◆ **Texte de lecture**:

==*==

Discours Pierre Lézeau Comité MamEga
C’est des côtes Dalmates, en observant une petite île « Madiska », qu’Aimé Césaire songea à son île natale, la Martinique. C’est là qu’il commença à écrire les premières lignes du « cahier d’un retour au pays natal », long poème d’une prise de conscience, d’une identité réconciliée avec l’universel.
« Pour être universel, il ne faut pas nier d’être nègre, plus on sera nègre, plus on sera universel ».
« La négritude, par-delà les races, il y a un cri humain et universel. La négritude est un humanisme, se situe dans l’histoire, est un enracinement. C’est le nègre opprimé, bafoué, piétiné, révolté. Au-delà des races, il y avait un cri humain et universel. Il peut y avoir une négritude blanche, québécoise, de n’importe quelle couleur, c’est cela le langage fondamental ».
"ma négritude n’est pas une pierre, sa surdité ruée contre la clameur du jour ma négritude n’est pas une taie d’eau morte sur l’œil mort de la terre
ma négritude n’est ni une tour ni une cathédrale"
L’UNESCO dans son programme : « Rabindrânâth Tagore, Pablo Neruda et Aimé Césaire pour un universel réconcilié », précise que les objectifs visent à mobiliser la « solidarité intellectuelle et morale de l’humanité » autour du message universel de ces trois auteurs en faveur de la diversité, de la tolérance, d’un dialogue des cultures et de la paix.

==*==

◆ **Données enregistrées**:
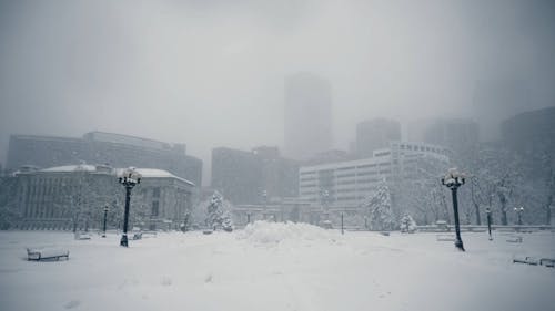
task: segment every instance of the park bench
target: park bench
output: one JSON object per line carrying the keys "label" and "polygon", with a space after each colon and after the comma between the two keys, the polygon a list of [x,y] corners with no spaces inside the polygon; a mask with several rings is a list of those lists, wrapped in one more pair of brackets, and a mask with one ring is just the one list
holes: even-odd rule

==*==

◆ **Consigne A**:
D'après le discours sur Aimé Césaire, où celui-ci commença-t-il à écrire les premières lignes du « cahier d'un retour au pays natal » ?
◆ **Consigne B**:
Poursuivez le discours sur Aimé Césaire à partir de sa dernière phrase.

◆ **Réponse finale A**:
Sur les côtes dalmates, en observant une petite île, « Madiska ».

◆ **Réponse finale B**:
Les Armes Miraculeuses
« La poésie, le théâtre, la littérature, le cinéma, la musique, la danse ainsi que toutes les formes de créativité deviennent alors, lorsqu’ils sont animés de conscience, les véritables leviers des humanités opprimées ».
" Le poète est un homme qui crée, c’est la vie continuée, c’est normal qu’un poème débouche sur la création d’une route, d’une école, d’une crèche."
"Césaire c’est un charpentier, un maçon qui a accompli son œuvre et il nous laisse la responsabilité de le faire fructifier. (...) il y a une dimension testamentaire de l’œuvre de Césaire, du discours et de la pratique".
Roger Toumson
"La poésie c’est la parole fondamentale. Le salut du monde dépend de sa capacité d’entendre cette parole. On se rend compte que c’est la seule parole qui puisse être encore vivifiante, autour de laquelle on va rebâtir et construire". Aimé Césaire
« Sonnez, sonnez toujours, clairons de la pensée. » (...) tonnait Victor Hugo dans son recueil de poésie Les Châtiments, qui se conclut ainsi : « A la septième fois, les murailles tombèrent ». La poésie, la pensée peuvent faire tomber toutes les murailles.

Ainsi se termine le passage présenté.